→ Exercise aim
Below is the data. Give it again, complete and exact.

→ Rows

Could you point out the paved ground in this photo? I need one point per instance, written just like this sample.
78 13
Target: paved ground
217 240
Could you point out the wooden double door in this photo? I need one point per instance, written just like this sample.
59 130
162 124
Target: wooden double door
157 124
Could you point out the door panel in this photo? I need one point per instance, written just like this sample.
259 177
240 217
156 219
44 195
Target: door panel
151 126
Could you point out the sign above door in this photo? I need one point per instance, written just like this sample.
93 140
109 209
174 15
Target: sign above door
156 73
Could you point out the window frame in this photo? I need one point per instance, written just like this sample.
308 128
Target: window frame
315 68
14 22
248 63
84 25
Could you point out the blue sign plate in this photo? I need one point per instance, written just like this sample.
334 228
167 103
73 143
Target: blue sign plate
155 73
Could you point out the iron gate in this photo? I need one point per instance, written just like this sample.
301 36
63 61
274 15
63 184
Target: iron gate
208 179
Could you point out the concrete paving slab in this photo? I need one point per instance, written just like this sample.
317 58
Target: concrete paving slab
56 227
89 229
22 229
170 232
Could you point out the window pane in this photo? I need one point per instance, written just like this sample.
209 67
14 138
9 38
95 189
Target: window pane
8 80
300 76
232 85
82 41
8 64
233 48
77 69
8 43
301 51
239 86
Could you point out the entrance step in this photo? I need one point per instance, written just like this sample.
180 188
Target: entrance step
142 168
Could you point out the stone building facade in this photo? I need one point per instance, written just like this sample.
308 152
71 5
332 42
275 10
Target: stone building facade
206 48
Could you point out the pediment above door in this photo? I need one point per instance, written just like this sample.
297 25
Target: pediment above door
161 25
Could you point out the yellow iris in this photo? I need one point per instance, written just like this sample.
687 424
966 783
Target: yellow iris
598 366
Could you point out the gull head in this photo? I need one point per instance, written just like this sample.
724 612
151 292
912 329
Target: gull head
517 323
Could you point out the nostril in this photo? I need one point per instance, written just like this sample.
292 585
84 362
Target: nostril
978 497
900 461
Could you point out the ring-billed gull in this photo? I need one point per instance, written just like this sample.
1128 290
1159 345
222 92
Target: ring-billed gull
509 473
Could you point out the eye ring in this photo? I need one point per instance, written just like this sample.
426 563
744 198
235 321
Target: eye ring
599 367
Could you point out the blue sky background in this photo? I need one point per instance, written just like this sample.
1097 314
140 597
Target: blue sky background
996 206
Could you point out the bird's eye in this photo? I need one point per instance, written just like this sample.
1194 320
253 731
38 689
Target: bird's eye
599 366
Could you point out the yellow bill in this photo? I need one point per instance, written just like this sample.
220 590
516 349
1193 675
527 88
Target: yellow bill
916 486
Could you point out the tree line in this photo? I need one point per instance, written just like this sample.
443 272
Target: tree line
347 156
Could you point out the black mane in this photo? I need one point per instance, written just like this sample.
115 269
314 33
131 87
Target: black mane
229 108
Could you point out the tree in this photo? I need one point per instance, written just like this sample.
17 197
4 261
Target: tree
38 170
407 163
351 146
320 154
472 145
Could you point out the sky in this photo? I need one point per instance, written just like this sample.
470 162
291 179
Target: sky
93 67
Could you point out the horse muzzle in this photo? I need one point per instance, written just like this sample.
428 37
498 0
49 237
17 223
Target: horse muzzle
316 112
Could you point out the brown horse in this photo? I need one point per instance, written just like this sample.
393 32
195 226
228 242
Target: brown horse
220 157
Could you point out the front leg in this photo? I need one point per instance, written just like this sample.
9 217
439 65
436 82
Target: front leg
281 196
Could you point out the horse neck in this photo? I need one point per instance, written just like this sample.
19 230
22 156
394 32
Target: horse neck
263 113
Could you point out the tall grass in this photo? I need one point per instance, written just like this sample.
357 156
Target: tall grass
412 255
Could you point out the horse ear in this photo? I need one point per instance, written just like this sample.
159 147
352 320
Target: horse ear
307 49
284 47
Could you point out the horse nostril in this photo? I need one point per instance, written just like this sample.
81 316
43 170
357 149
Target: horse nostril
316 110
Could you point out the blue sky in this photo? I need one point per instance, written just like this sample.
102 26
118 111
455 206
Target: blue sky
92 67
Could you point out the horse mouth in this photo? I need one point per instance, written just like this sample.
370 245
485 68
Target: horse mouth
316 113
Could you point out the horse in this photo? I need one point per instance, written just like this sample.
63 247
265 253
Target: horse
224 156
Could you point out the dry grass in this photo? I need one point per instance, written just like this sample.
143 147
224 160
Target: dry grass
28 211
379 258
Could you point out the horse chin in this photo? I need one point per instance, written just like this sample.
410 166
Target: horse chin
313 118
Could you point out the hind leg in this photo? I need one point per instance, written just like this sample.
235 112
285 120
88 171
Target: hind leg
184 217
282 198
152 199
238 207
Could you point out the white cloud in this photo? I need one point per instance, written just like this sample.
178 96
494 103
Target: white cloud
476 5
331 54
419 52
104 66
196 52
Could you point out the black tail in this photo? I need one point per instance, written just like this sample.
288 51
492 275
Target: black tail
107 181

→ Finished answer
Could you point out the paved ground in this photo? I need one point per instance, written just like this sample.
78 13
Target: paved ground
217 240
Could you point out the wooden double door in this photo? I need one point per instance, written just like this sample.
59 130
162 124
Target: wooden double door
157 124
Could you point out the door panel in this photo? I need one point per instance, written just like this sample.
259 177
240 217
156 219
44 195
Target: door panel
151 126
Could you point out the sign above door in this photo? I need one point per instance, written just like this sample.
93 140
109 209
174 15
Target: sign above door
156 73
Could you point out the window frame in this photo? I need one point per instance, written just like this sample.
308 128
Target: window frame
315 68
14 22
248 63
84 25
Could you point out the blue sign plate in this photo? I need one point per instance, written just like this sample.
334 228
167 103
73 143
Target: blue sign plate
155 73
Could you point out the iron gate in this photo? I need one point per instance, written just like this sample.
301 36
63 61
274 15
63 184
Target: iron gate
208 179
Could you point out the concrete paving slab in this photo? I need one point per instance, written just like this sample.
317 58
Target: concrete paving slab
56 227
89 229
22 229
170 232
Could you point out the window pane in this photo? I need one point per instance, written just like this sample.
209 67
14 138
9 38
95 189
Target: window pane
8 80
300 76
232 85
82 41
8 64
233 48
77 69
8 43
301 51
239 86
Could you point out the entrance step in this photo? I need one point per instance, written just like this sample.
180 188
Target: entrance step
142 168
Could you point out the stone building facade in this photo? I need one point per instance, written just like this sample.
308 152
71 5
332 42
275 10
Target: stone building facade
206 48
Could you point out the pediment above door in this photo? I need one point per instance, written just like this sample.
297 25
Target: pediment above door
161 25
Could you point out the yellow iris in this photo? I need one point per instance, written just like this sample.
687 424
966 783
Target: yellow iris
598 366
Could you point out the gull head in this photo? I need one point per instance, written just like this sample.
724 612
151 292
912 329
Target: gull head
517 323
Could you point out the nostril in this photo? I need one point per instance, written just like this sample.
292 585
84 362
Target: nostril
978 497
900 461
Could you point out the ring-billed gull in this photo? I need one point per instance, written just like this sample.
1128 290
1159 345
222 92
Target: ring-billed gull
509 473
Could you point out the eye ring in this photo? I need one point per instance, written just like this sample.
426 563
744 198
235 321
Target: eye ring
599 367
Could you point out the blue sky background in this photo? I need one point per instance, written just like this sample.
1097 314
140 597
Target: blue sky background
996 206
Could you point out the bird's eye in this photo? I need one point per instance, written just like this sample.
1194 320
253 731
38 689
Target: bird's eye
599 366
Could you point out the yellow bill in this photo? I need one point per instance, written just like this sample.
220 590
516 349
1193 675
527 88
Target: yellow bill
916 486
Could you point out the tree line in this photo? I need one point per instance, written just like this sample.
443 272
Target: tree line
347 156
Could you point out the black mane in this photo? I need one point per instance, written just like this sample.
115 269
314 33
131 87
Target: black mane
229 108
Could you point out the tree in this photo? I need one point per instance, written just like this sample.
17 197
4 261
Target: tree
38 170
407 163
351 146
320 154
472 145
Could you point out the sky in this photo? I need one point per instance, written just like this sample.
470 162
291 179
Target: sky
93 67
Could you point out the horse muzzle in this photo? I need one point per instance, written just like this sample.
428 37
498 0
49 237
17 223
Target: horse muzzle
316 112
Could you point out the brown horse in this photo? I need one point per instance, written just like this sample.
393 32
195 226
228 242
Target: brown horse
220 157
Could you point out the front leg in this photo? I need one point per instance, written just like this sample.
9 217
439 65
436 82
Target: front leg
281 196
Could you point out the horse neck in this photo? I need one point per instance, written just like this sample.
19 230
22 156
394 32
Target: horse neck
263 113
Could you point out the tall grass in this photo? I need one point per instance, written just like this sample.
357 156
Target: tall grass
412 255
Could you point out the horse ear in this photo? I need one point per instance, written just like this sample.
159 147
352 320
Target: horse ear
307 49
284 47
Could you point out the horse nostril in this photo? I need one point per instance, written just like this sample.
81 316
43 170
357 149
Target: horse nostril
316 110
Could you point out the blue sky in this photo? I need one point per instance, written just like this sample.
102 26
118 111
455 206
Target: blue sky
92 67
Could you point out the horse mouth in this photo? I need one point per instance, written just like this sample.
370 245
485 68
Target: horse mouth
316 113
Could you point out the horse in this photo? I need one point per instance, written just like this sample.
63 247
265 253
Target: horse
224 156
Could you point out the dry grass in this photo? I need one point per instance, written just like this sample.
143 147
224 160
Target: dry grass
28 211
379 258
Could you point out the horse chin in this photo? I need one point per instance, written just like this sample.
410 166
Target: horse chin
313 118
Could you point out the hind leg in this photo? I need one point per instance, written just like this sample.
235 112
285 120
88 171
Target: hind leg
184 217
282 198
152 199
238 207
Could you point out the white cloud in this photo? I need one point per instance, written just like this sample.
178 96
494 103
Target: white cloud
476 5
331 54
419 52
104 66
196 52
Could you point out the black tail in this photo? I need one point per instance, written just like this sample.
288 51
492 275
Target: black tail
107 181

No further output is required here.